> Assigned task
Quote exactly, and only, the lines of the material below from the line with "of the lamp" through the line with "the stone archway".

——————————

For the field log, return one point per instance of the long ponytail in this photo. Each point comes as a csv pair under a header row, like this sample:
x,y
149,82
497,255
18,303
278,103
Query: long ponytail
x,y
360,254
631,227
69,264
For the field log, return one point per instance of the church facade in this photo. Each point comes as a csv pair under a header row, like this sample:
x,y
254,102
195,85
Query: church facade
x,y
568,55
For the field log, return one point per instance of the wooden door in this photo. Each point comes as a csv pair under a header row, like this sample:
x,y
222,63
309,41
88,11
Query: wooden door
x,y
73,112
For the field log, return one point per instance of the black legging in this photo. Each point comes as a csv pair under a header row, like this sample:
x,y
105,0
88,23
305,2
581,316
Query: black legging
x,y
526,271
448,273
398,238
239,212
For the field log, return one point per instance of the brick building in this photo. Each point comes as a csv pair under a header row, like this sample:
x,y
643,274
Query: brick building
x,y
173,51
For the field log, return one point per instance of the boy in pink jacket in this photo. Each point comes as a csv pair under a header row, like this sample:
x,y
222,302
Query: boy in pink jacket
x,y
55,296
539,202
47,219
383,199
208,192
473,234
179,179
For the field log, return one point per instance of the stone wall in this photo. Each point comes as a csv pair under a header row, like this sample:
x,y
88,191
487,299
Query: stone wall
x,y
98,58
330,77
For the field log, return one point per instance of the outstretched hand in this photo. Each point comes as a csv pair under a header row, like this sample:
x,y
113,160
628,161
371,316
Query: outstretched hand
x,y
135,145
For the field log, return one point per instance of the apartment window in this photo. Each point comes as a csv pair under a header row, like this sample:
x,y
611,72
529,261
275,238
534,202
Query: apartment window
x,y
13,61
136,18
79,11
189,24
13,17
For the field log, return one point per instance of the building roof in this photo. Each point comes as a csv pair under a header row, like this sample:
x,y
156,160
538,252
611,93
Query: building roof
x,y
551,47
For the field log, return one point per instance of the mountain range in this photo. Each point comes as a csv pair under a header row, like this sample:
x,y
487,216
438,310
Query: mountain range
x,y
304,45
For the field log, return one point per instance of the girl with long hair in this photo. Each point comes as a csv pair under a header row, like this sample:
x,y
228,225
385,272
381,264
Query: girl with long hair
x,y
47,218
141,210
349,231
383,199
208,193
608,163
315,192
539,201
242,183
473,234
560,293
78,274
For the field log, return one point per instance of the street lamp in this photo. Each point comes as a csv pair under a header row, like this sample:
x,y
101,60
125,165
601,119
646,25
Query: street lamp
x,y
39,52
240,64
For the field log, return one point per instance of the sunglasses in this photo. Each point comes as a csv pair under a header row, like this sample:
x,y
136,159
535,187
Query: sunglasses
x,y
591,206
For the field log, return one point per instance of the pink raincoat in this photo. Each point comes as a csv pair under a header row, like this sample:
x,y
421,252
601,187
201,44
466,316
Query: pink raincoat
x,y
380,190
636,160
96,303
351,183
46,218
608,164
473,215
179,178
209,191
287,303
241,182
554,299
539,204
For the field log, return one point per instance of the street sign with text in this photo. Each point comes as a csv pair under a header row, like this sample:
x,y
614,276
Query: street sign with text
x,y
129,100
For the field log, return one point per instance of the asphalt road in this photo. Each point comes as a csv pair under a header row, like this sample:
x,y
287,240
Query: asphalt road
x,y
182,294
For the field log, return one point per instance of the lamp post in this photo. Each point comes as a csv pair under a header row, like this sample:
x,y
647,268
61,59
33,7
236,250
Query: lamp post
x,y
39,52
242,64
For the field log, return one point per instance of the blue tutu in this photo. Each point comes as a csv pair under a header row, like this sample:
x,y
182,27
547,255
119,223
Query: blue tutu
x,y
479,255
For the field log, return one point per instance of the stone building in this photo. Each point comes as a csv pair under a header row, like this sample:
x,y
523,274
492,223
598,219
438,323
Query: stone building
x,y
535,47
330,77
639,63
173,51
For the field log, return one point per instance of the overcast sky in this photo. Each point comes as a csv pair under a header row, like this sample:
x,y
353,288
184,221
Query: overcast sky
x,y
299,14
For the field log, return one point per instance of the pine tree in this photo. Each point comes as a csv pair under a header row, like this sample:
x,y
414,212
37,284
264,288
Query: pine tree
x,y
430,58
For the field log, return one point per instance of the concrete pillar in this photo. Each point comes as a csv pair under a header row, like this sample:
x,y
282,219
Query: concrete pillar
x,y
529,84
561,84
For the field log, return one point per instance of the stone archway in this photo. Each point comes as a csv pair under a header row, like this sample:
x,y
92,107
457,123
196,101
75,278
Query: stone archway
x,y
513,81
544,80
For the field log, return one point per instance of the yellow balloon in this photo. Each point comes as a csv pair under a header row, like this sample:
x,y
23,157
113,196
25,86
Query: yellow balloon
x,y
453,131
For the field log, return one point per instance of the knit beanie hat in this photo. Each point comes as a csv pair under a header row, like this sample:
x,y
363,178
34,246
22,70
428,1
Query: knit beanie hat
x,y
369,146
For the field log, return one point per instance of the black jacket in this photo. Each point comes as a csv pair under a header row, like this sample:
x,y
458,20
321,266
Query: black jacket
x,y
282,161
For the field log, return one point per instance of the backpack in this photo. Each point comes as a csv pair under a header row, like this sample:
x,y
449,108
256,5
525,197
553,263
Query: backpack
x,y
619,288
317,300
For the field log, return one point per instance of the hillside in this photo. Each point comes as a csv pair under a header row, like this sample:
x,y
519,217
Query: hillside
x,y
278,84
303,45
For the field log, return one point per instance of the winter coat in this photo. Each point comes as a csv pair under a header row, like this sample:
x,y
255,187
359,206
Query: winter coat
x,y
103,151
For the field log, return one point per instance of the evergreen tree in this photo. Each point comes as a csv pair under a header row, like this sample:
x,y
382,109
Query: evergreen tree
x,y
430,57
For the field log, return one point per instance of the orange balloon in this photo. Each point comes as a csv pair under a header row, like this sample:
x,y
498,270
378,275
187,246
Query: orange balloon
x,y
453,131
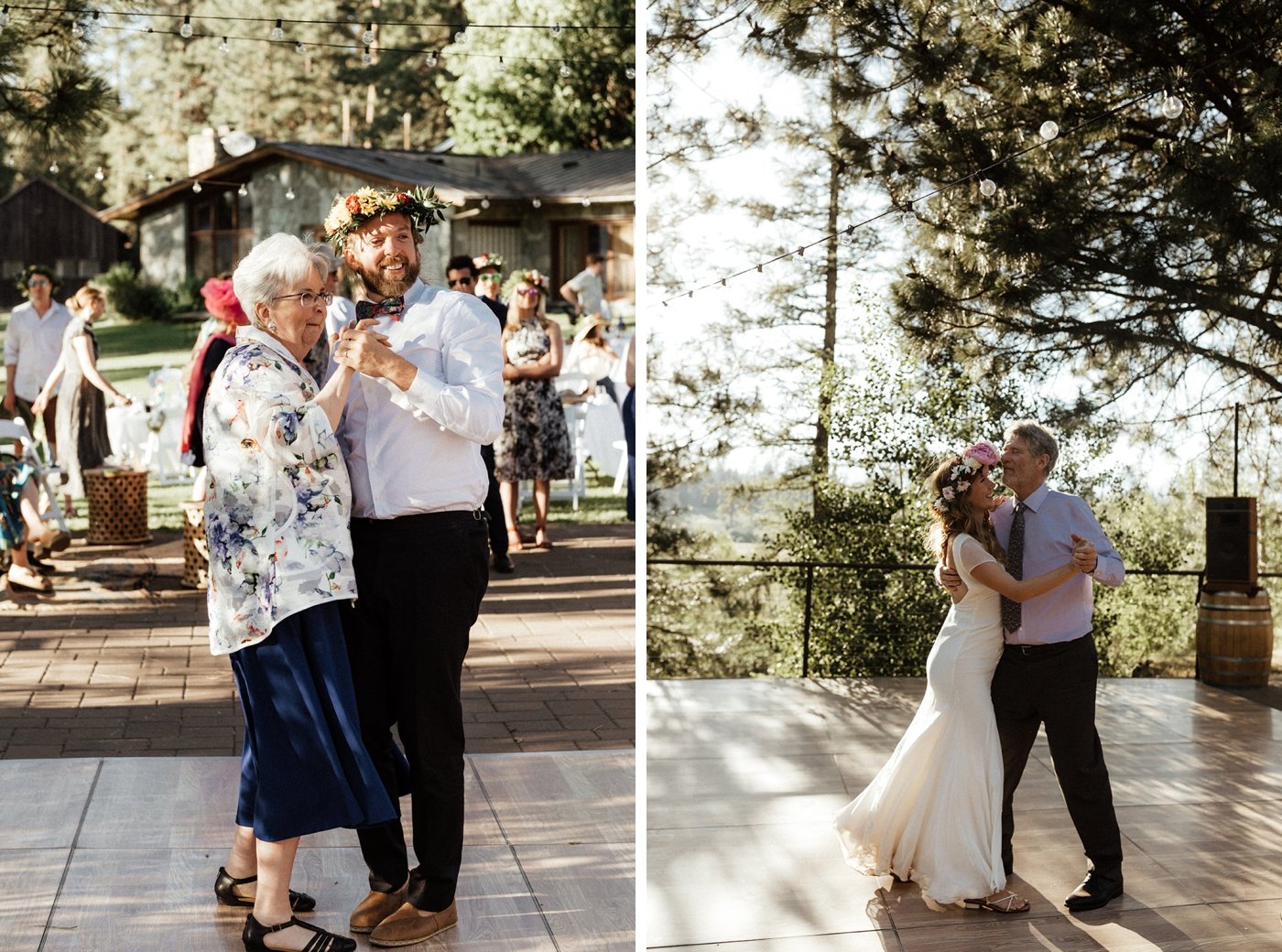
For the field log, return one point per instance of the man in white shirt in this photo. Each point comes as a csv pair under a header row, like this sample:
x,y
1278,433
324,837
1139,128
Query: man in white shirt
x,y
586,290
32,348
412,432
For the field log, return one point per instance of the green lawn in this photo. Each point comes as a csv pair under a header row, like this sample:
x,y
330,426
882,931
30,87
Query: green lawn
x,y
131,350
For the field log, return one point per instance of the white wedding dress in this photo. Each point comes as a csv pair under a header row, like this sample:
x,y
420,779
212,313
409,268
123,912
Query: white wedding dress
x,y
933,813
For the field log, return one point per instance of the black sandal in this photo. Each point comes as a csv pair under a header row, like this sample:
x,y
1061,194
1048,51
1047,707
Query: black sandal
x,y
224,888
320,942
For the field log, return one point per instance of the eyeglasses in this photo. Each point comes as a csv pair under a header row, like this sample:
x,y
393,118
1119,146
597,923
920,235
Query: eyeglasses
x,y
308,298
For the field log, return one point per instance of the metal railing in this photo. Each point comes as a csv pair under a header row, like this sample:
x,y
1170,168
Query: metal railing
x,y
874,567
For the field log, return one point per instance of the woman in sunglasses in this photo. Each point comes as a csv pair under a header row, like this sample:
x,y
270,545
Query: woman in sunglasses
x,y
535,441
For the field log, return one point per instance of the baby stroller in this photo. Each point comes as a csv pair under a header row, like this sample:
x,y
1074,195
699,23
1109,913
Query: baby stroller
x,y
15,471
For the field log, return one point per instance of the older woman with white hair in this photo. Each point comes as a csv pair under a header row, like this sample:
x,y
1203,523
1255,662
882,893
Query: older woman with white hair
x,y
279,563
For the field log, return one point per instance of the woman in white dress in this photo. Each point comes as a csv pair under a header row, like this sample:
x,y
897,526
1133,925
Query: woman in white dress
x,y
933,813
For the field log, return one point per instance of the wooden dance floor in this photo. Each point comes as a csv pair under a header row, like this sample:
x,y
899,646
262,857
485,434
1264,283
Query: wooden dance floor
x,y
744,775
121,853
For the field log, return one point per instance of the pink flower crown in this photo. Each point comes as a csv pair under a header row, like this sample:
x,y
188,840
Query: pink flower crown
x,y
962,474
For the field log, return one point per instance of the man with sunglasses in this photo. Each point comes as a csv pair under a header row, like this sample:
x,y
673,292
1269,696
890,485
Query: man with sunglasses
x,y
412,438
32,348
461,275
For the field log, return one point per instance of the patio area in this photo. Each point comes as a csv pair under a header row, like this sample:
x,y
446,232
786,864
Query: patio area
x,y
744,775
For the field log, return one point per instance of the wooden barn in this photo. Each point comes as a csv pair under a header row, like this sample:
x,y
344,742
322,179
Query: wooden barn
x,y
47,226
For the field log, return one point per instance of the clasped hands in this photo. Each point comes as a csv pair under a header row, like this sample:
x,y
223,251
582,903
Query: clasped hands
x,y
363,350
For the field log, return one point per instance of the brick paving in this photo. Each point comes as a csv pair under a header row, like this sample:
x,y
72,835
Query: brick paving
x,y
117,661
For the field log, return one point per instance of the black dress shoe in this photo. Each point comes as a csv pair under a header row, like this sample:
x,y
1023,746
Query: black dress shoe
x,y
1093,892
224,888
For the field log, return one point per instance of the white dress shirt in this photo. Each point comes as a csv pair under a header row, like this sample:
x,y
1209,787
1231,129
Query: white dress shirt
x,y
419,450
34,343
1051,518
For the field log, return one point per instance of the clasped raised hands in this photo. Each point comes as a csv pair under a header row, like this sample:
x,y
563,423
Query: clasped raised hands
x,y
1085,557
363,350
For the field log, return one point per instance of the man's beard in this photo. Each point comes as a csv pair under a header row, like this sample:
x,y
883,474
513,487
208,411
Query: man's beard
x,y
386,286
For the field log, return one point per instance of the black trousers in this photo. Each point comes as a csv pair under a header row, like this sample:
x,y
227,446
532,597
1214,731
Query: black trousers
x,y
494,506
1054,685
420,579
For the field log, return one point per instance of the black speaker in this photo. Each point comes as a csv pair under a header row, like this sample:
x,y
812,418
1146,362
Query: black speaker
x,y
1231,544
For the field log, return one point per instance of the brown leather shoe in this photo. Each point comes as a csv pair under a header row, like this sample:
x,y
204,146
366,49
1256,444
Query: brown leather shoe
x,y
375,909
407,925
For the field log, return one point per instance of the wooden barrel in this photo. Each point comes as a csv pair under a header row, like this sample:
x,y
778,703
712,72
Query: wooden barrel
x,y
1234,638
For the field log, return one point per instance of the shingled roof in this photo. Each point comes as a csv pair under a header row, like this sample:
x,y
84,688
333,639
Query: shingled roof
x,y
561,177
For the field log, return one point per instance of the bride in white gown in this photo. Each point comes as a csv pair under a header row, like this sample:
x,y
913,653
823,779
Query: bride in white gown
x,y
932,814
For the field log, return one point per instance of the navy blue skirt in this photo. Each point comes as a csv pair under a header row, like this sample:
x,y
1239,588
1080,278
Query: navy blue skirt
x,y
304,768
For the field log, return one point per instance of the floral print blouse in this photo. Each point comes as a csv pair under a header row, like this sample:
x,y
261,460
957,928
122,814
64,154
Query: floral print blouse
x,y
278,496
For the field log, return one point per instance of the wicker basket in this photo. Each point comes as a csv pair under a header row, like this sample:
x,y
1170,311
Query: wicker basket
x,y
195,548
117,506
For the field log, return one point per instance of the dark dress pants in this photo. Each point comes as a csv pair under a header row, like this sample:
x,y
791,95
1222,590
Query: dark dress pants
x,y
420,580
1054,685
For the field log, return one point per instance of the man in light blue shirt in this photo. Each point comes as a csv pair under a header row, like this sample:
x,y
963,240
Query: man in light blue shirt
x,y
1048,669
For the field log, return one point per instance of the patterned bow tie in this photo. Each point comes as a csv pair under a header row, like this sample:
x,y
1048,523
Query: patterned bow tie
x,y
391,307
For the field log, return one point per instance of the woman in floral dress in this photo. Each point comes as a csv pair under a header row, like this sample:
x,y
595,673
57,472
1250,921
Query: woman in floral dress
x,y
535,442
279,563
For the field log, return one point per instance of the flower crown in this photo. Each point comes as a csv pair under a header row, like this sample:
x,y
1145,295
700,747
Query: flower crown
x,y
962,473
419,205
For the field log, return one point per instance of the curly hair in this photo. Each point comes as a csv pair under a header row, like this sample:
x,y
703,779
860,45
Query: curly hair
x,y
959,515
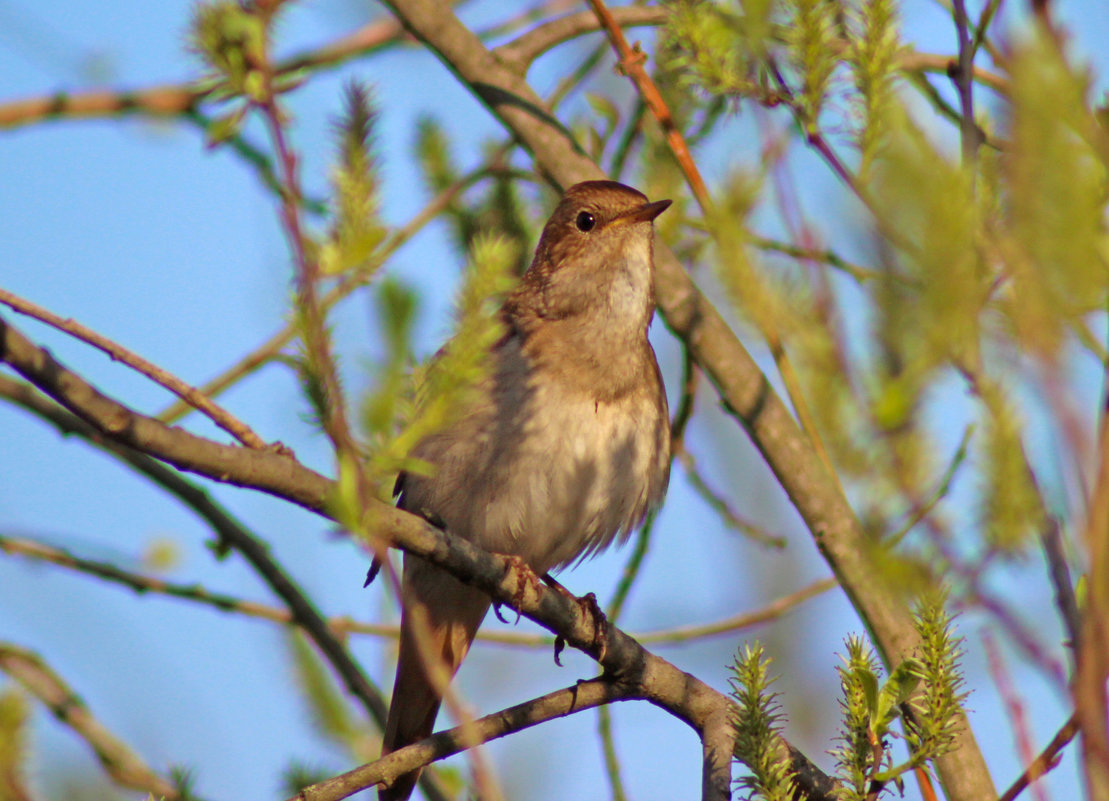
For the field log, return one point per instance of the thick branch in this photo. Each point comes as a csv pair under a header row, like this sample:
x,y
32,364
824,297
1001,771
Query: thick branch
x,y
745,391
655,679
582,696
267,470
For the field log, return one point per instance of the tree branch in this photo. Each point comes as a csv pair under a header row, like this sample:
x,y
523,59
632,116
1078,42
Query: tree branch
x,y
745,391
125,767
118,353
655,679
578,698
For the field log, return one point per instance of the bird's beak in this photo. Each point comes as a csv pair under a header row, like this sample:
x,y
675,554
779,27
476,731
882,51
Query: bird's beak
x,y
641,214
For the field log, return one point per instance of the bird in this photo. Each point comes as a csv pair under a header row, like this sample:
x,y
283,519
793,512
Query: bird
x,y
563,450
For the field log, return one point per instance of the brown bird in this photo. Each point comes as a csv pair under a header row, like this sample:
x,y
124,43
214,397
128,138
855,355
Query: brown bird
x,y
566,449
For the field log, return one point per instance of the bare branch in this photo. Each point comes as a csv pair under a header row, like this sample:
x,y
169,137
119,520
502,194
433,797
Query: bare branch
x,y
657,680
578,698
745,391
530,44
118,353
125,767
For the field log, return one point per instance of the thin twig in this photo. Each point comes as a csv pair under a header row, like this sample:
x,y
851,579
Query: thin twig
x,y
964,82
118,353
354,280
1059,573
813,254
177,99
1046,761
121,762
1015,708
230,531
532,43
719,504
577,698
659,681
631,62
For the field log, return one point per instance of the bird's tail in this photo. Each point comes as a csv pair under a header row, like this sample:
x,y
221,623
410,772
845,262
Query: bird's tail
x,y
439,619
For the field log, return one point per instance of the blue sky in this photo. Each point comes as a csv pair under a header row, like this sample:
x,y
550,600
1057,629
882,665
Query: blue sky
x,y
140,232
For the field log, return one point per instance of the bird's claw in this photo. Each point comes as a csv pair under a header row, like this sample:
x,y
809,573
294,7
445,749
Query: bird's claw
x,y
525,578
590,607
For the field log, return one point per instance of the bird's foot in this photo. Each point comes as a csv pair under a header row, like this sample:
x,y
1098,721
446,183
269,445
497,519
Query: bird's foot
x,y
592,610
525,578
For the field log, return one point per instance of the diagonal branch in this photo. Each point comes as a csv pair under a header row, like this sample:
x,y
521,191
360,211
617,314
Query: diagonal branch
x,y
125,767
746,393
578,698
118,353
655,679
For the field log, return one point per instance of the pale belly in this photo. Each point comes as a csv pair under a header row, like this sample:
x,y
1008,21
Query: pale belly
x,y
549,486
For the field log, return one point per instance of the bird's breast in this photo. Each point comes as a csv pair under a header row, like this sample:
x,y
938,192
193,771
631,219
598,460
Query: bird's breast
x,y
546,472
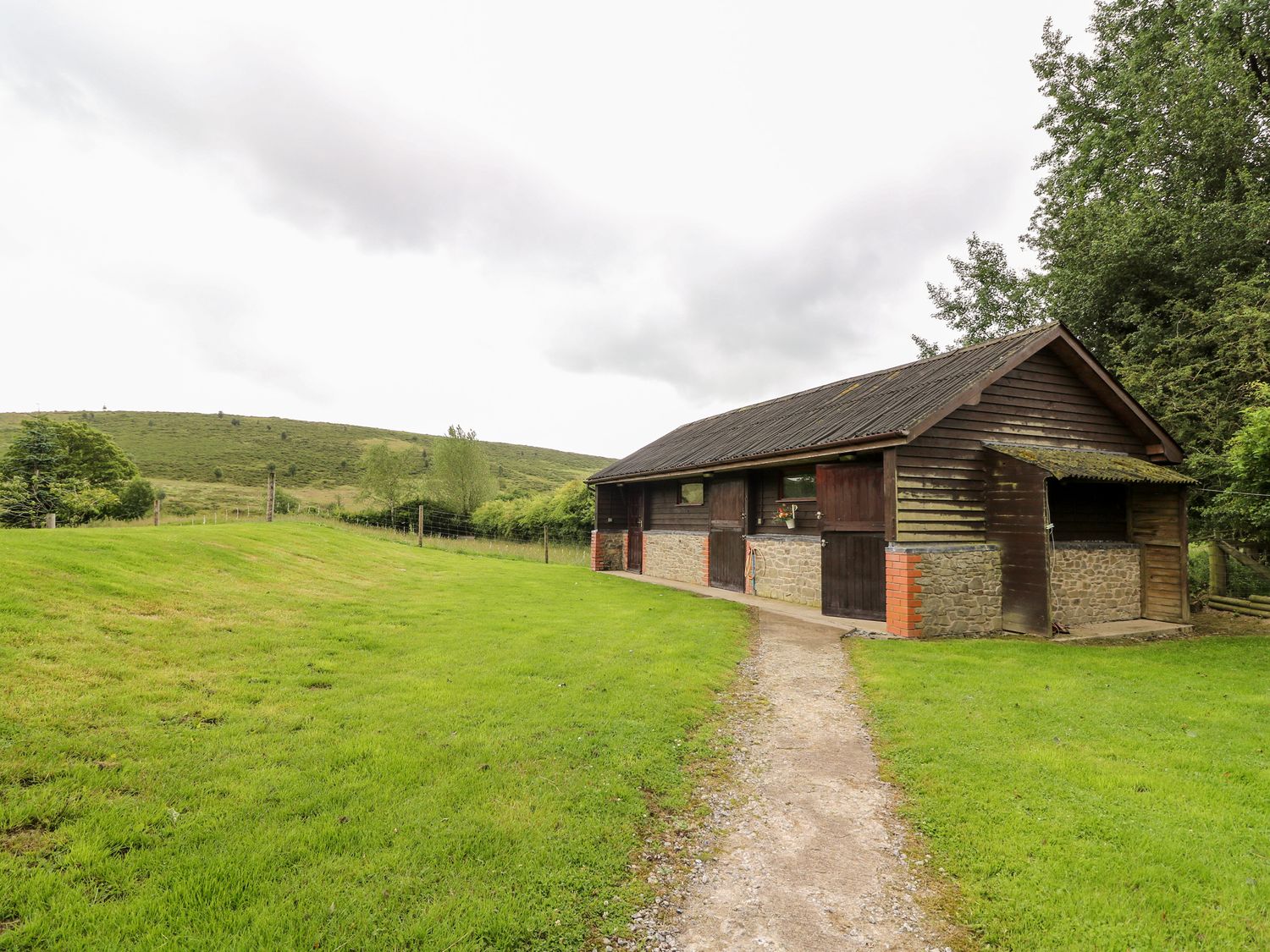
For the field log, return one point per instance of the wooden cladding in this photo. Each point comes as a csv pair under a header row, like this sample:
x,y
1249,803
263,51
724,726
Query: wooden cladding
x,y
1157,522
940,477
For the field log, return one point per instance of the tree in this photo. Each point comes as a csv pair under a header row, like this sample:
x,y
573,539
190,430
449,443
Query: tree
x,y
991,299
460,472
66,469
136,499
1152,226
386,475
1241,512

——————————

> Answer box
For the field log, return one point per instance of the lamp post in this photo. Each point comes as a csv pair under a header row, like this sample:
x,y
647,268
61,59
33,7
236,250
Query: lamp post
x,y
39,52
242,64
For the field log, return one point per instance of the blue tutu in this photo. Each point comes as a csv pair under a header row, like this sample:
x,y
182,27
547,255
119,223
Query: blue tutu
x,y
479,255
For the field log, return one point per instance of the stone building in this photo. Each point comes as a csv pair under a header row, like this sample:
x,y
523,274
492,223
598,219
438,323
Query: stone building
x,y
535,47
330,77
639,63
173,51
For the field log, return one point per instance of the overcast sky in this photo. Each point comes as a csv pair under a header row, like this sample:
x,y
353,288
184,221
Query: overcast sky
x,y
299,14
For the field log, return one point per instance of the pine tree in this photo. Each point comes as a csv pair under a header row, like this sample:
x,y
414,212
37,284
264,288
Query: pine tree
x,y
430,58
For the field log, return one point per instance of the concrete pillar in this photo. Each point comes as a csv pair under a header row, like this sample:
x,y
282,219
Query: concrete pillar
x,y
529,84
561,84
For the field log, return one point per instance of the stone archway in this photo. Each point comes as a csv pair under a header row, like this sample:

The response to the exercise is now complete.